— START —

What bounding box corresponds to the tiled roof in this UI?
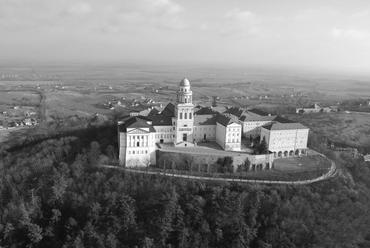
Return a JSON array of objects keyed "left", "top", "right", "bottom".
[
  {"left": 274, "top": 115, "right": 295, "bottom": 123},
  {"left": 118, "top": 116, "right": 155, "bottom": 132},
  {"left": 148, "top": 108, "right": 159, "bottom": 116},
  {"left": 239, "top": 112, "right": 276, "bottom": 121},
  {"left": 248, "top": 108, "right": 269, "bottom": 116},
  {"left": 224, "top": 107, "right": 244, "bottom": 117},
  {"left": 216, "top": 114, "right": 237, "bottom": 127},
  {"left": 195, "top": 107, "right": 217, "bottom": 115},
  {"left": 194, "top": 115, "right": 217, "bottom": 126},
  {"left": 161, "top": 103, "right": 175, "bottom": 117},
  {"left": 263, "top": 122, "right": 308, "bottom": 131},
  {"left": 148, "top": 114, "right": 172, "bottom": 126}
]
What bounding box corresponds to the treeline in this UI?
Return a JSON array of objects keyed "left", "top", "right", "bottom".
[{"left": 0, "top": 129, "right": 370, "bottom": 248}]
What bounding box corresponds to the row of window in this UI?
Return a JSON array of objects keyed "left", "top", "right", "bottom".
[
  {"left": 179, "top": 112, "right": 193, "bottom": 120},
  {"left": 155, "top": 134, "right": 175, "bottom": 139},
  {"left": 227, "top": 133, "right": 240, "bottom": 137},
  {"left": 194, "top": 127, "right": 216, "bottom": 131},
  {"left": 127, "top": 141, "right": 148, "bottom": 147},
  {"left": 227, "top": 127, "right": 240, "bottom": 132},
  {"left": 128, "top": 135, "right": 148, "bottom": 140},
  {"left": 128, "top": 150, "right": 148, "bottom": 154}
]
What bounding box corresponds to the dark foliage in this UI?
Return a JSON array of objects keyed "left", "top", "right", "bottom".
[{"left": 0, "top": 128, "right": 370, "bottom": 248}]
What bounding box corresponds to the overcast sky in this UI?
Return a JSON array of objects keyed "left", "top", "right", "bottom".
[{"left": 0, "top": 0, "right": 370, "bottom": 71}]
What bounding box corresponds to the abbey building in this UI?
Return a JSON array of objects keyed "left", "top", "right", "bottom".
[{"left": 118, "top": 78, "right": 308, "bottom": 166}]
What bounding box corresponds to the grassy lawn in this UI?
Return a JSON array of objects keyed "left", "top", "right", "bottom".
[
  {"left": 142, "top": 155, "right": 330, "bottom": 181},
  {"left": 288, "top": 112, "right": 370, "bottom": 147},
  {"left": 274, "top": 155, "right": 330, "bottom": 172}
]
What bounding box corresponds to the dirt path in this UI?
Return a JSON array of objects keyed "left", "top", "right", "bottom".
[{"left": 102, "top": 155, "right": 337, "bottom": 185}]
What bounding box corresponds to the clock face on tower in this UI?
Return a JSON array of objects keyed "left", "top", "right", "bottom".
[{"left": 175, "top": 78, "right": 194, "bottom": 144}]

— END —

→ Work required: How many lines in the records above contain the string "corresponds", with case taken into account? Reply with the number alone.

→ Final result: 9